Return every one of the records below unchanged, character for character.

## MATERIAL FOR THE TASK:
<<<<

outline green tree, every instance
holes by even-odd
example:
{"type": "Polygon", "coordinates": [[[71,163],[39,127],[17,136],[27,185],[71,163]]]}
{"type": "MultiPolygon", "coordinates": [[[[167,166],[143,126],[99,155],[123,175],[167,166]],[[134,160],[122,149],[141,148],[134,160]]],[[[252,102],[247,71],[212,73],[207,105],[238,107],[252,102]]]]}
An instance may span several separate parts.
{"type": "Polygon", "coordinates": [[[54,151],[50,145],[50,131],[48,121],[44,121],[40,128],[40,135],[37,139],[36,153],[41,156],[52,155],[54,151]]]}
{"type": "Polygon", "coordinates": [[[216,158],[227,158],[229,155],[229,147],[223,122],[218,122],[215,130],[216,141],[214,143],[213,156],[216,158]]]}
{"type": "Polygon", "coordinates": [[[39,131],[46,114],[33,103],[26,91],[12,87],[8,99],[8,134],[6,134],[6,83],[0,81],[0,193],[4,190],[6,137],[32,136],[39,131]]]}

>>>>

## CORRECT RESPONSE:
outline green tree, every instance
holes by even-odd
example:
{"type": "Polygon", "coordinates": [[[71,163],[39,127],[17,136],[27,185],[71,163]]]}
{"type": "MultiPolygon", "coordinates": [[[[167,166],[143,126],[99,155],[123,175],[167,166]],[[134,160],[122,149],[141,148],[134,160]]],[[[252,102],[247,71],[212,73],[207,105],[238,107],[252,102]]]]}
An instance may span several separate parts.
{"type": "Polygon", "coordinates": [[[54,151],[50,145],[50,131],[48,121],[44,121],[40,128],[40,135],[37,139],[36,153],[41,156],[52,155],[54,151]]]}
{"type": "Polygon", "coordinates": [[[216,158],[227,158],[229,155],[229,147],[223,122],[218,122],[215,130],[216,141],[214,143],[213,156],[216,158]]]}
{"type": "Polygon", "coordinates": [[[39,131],[46,114],[33,103],[26,91],[12,87],[8,99],[8,134],[6,134],[6,83],[0,81],[0,193],[4,190],[6,137],[32,136],[39,131]]]}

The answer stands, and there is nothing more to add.